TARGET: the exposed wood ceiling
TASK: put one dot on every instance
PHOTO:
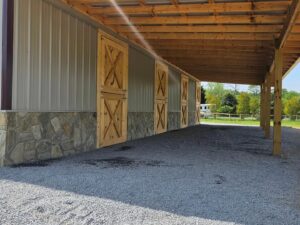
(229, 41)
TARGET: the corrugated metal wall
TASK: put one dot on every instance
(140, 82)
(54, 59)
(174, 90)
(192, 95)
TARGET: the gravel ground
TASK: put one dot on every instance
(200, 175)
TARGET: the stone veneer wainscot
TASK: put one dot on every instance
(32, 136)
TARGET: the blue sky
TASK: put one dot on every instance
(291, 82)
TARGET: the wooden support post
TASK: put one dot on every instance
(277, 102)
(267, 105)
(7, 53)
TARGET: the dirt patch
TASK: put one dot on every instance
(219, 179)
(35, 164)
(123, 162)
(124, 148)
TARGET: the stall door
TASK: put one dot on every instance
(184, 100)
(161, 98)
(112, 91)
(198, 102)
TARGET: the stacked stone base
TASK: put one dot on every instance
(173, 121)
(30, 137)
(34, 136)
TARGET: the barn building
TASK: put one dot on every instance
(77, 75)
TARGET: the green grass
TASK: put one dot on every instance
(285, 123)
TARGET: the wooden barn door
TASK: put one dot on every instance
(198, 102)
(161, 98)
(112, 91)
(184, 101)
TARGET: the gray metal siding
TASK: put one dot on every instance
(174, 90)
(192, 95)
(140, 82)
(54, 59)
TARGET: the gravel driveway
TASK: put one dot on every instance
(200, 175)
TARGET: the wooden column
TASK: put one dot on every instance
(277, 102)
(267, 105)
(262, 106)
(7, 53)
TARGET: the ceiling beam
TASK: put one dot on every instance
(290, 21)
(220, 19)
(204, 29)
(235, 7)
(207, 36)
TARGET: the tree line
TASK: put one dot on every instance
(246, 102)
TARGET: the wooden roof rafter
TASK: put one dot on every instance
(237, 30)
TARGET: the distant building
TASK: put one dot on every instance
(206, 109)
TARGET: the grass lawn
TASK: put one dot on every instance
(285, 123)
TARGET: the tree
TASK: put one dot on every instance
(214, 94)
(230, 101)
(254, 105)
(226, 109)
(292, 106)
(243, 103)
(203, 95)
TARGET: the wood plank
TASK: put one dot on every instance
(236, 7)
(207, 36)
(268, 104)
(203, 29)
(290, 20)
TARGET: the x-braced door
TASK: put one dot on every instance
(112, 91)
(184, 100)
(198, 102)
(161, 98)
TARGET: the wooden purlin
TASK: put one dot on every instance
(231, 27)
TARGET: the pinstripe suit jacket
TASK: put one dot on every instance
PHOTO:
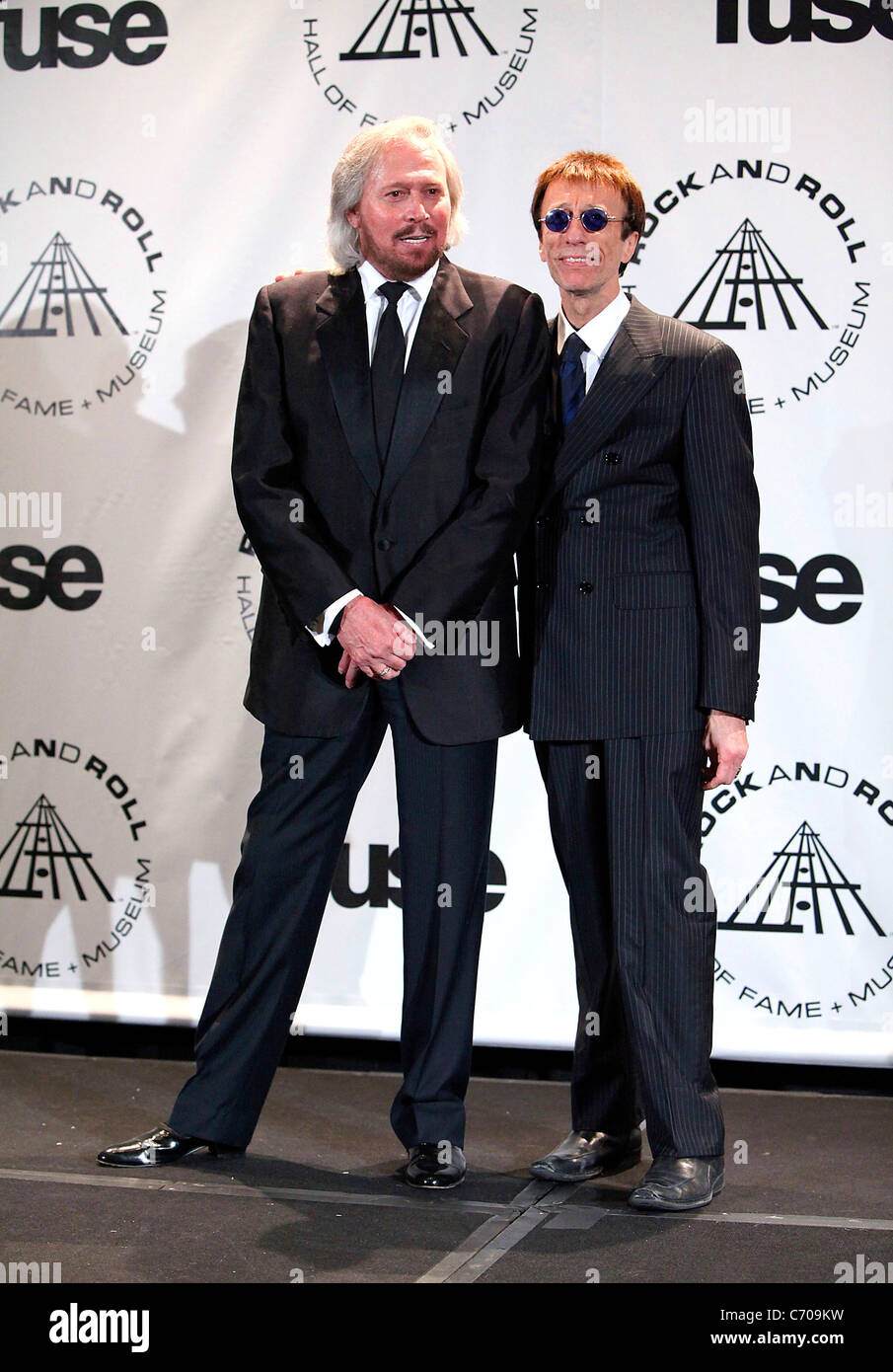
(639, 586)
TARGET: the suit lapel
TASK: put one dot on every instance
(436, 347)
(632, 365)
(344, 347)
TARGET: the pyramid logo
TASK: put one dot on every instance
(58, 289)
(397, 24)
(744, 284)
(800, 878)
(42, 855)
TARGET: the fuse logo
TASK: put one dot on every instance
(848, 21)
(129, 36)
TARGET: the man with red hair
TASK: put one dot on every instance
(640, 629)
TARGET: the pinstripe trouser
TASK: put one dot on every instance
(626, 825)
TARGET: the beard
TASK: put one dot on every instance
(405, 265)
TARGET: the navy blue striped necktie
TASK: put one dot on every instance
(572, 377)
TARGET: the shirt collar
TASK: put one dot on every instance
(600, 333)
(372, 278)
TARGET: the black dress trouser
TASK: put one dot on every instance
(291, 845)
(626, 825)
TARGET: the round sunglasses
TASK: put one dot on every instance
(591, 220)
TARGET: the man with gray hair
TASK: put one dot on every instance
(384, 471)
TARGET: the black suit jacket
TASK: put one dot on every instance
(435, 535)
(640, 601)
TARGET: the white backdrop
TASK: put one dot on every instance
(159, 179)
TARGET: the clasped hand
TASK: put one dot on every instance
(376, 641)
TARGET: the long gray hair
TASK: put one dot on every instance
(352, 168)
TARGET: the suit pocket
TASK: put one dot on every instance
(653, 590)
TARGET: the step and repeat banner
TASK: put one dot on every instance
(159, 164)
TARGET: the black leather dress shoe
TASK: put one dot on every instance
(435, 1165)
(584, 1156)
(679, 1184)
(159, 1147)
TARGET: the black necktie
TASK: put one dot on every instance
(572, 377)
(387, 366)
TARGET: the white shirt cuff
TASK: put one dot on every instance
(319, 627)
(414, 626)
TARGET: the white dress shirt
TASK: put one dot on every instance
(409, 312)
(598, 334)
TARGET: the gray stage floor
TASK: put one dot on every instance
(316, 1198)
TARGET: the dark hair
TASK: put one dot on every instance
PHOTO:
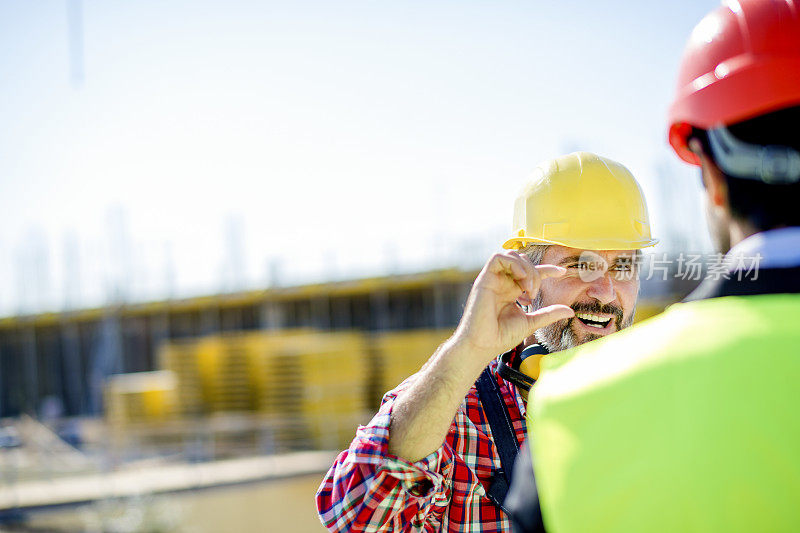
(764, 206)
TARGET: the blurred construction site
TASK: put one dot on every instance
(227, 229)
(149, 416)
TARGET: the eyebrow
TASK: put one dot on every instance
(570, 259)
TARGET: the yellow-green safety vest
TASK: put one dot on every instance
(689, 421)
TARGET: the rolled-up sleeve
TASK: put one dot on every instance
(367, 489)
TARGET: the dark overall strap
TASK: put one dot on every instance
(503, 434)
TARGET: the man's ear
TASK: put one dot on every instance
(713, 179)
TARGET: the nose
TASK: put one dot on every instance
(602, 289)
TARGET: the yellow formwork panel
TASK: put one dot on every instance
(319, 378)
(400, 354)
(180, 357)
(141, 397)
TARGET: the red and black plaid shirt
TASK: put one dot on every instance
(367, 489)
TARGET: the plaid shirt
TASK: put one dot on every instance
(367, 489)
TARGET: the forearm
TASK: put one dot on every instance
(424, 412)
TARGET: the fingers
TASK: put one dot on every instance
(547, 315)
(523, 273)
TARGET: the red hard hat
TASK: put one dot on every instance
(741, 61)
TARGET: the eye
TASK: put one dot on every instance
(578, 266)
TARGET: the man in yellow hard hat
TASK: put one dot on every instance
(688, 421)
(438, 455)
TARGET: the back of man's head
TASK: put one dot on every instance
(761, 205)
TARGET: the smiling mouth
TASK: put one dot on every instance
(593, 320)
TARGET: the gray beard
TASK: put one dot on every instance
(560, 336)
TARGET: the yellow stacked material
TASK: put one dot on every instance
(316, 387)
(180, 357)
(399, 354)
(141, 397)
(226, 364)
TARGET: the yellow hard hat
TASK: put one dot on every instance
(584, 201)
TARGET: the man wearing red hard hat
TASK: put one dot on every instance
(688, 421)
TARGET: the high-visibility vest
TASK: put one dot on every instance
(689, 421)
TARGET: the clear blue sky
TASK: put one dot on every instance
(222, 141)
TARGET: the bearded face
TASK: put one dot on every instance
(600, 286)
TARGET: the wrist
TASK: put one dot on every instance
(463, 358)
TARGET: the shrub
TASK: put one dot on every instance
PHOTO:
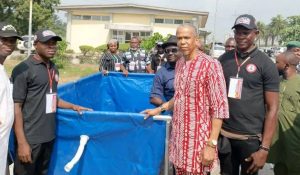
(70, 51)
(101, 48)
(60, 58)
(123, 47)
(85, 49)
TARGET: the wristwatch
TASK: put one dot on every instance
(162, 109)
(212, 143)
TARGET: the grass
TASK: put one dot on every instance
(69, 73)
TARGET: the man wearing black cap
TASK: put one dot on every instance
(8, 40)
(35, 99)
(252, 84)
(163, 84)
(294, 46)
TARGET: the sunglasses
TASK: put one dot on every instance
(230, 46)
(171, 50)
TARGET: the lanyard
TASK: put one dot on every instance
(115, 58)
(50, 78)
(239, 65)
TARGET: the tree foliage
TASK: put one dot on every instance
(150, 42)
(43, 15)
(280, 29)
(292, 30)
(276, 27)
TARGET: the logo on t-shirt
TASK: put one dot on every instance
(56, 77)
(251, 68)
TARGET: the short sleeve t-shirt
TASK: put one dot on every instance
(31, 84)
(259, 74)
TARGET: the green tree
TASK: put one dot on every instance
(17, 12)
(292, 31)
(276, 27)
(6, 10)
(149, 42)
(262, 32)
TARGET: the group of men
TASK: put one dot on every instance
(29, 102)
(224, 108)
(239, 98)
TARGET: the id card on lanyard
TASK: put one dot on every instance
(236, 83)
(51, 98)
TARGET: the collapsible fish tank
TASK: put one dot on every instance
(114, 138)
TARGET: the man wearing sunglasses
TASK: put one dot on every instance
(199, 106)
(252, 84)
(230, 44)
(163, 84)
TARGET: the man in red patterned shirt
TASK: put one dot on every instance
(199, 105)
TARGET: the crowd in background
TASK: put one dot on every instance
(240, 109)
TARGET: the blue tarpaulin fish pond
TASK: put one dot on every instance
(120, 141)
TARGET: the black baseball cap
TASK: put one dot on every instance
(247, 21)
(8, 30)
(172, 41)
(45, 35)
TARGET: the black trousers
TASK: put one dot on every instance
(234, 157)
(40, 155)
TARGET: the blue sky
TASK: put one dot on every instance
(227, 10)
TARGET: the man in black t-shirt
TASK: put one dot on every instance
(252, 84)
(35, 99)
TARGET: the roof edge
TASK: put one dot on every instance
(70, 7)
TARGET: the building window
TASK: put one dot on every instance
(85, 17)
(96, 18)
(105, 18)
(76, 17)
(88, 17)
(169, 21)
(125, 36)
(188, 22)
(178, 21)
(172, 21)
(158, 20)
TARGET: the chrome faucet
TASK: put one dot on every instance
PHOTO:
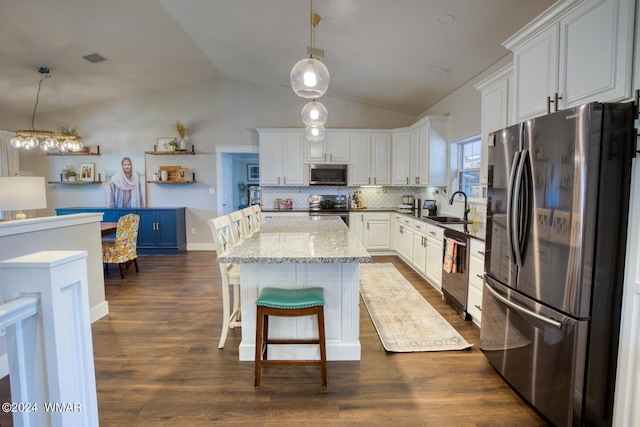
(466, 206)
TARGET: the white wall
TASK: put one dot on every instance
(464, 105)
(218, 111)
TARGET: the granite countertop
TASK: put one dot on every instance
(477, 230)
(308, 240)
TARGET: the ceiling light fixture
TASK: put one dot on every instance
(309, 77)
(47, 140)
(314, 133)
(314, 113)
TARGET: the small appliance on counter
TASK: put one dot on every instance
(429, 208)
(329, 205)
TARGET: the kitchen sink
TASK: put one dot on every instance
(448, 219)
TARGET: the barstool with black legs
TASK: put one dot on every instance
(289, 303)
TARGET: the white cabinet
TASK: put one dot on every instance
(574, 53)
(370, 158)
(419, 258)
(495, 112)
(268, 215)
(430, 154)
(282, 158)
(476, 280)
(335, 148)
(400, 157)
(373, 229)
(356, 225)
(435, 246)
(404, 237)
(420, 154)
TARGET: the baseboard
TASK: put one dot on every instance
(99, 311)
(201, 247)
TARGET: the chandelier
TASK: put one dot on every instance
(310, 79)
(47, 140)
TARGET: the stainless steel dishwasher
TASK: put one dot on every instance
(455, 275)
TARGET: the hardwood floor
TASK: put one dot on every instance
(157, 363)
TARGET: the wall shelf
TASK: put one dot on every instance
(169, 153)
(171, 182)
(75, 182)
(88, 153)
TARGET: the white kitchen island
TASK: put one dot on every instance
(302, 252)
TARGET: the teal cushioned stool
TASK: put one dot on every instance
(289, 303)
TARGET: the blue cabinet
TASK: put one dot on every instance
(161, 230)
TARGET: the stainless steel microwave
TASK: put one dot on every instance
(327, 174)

WORK REQUEST:
Output, line for line and exactly, the records above from their first line through the one with "TARGET: the wooden support post", both ends included, but no pictures.

TASK ANSWER:
TARGET: the exposed wood ceiling
TASK: put one dot on every instance
PHOTO:
(229, 41)
TARGET: the corrugated metal wall
TASK: put one dot on every instance
(140, 82)
(54, 59)
(174, 90)
(192, 95)
TARGET: the gravel ground
TASK: put one dot on every instance
(200, 175)
TARGET: the stone veneer wainscot
TASK: put one dot on every instance
(32, 136)
TARGET: the blue sky
TASK: put one dot on every instance
(291, 82)
TARGET: the wooden support post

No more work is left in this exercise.